@TJ O'Pootertoot Please note that the renderings were supplied simply as an argument for the LPAT hearing, specifically as evidence as to why this site could support a mixed-use typology, and what such usage would look like. The proponents were hitting back at the city’s characterization of this site as park-only.

At any rate, they are not plans with architectural work, financing, unit layouts etc, so all those pro formas and details you’ve cited don’t exist yet. This is why I question its feasibility as pictured.
Well, then, I guess my question for you is:
Given your clear certainty that all these things don't exist, how do you explain all these reports they had to file with the City, which are all quite visible and publicly available?

Civil engineering plans. Architectural plans. Vibration studies. Environmental Site Assessments. Functional Servicing Reports - and on and on.

Pretty gosh darned detailed, I'd say, for a fake project with no real background work or viability, which is really just a couple of nice renderings.

§ §

## Task prompt
Reproduce the forum exchange about the LPAT renderings word for word, in full.

## Material shown
§ §

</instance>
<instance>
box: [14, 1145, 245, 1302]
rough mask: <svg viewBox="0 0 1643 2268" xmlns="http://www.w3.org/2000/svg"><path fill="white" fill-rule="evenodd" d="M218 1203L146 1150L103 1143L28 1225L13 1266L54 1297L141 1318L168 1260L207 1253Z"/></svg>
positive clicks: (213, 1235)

§ §

## Solution below
@TJ O'Pootertoot Please note that the renderings were supplied simply as an argument for the LPAT hearing, specifically as evidence as to why this site could support a mixed-use typology, and what such usage would look like. The proponents were hitting back at the city’s characterization of this site as park-only.

At any rate, they are not plans with architectural work, financing, unit layouts etc, so all those pro formas and details you’ve cited don’t exist yet. This is why I question its feasibility as pictured.
Well, then, I guess my question for you is:
Given your clear certainty that all these things don't exist, how do you explain all these reports they had to file with the City, which are all quite visible and publicly available?

Civil engineering plans. Architectural plans. Vibration studies. Environmental Site Assessments. Functional Servicing Reports - and on and on.

Pretty gosh darned detailed, I'd say, for a fake project with no real background work or viability, which is really just a couple of nice renderings.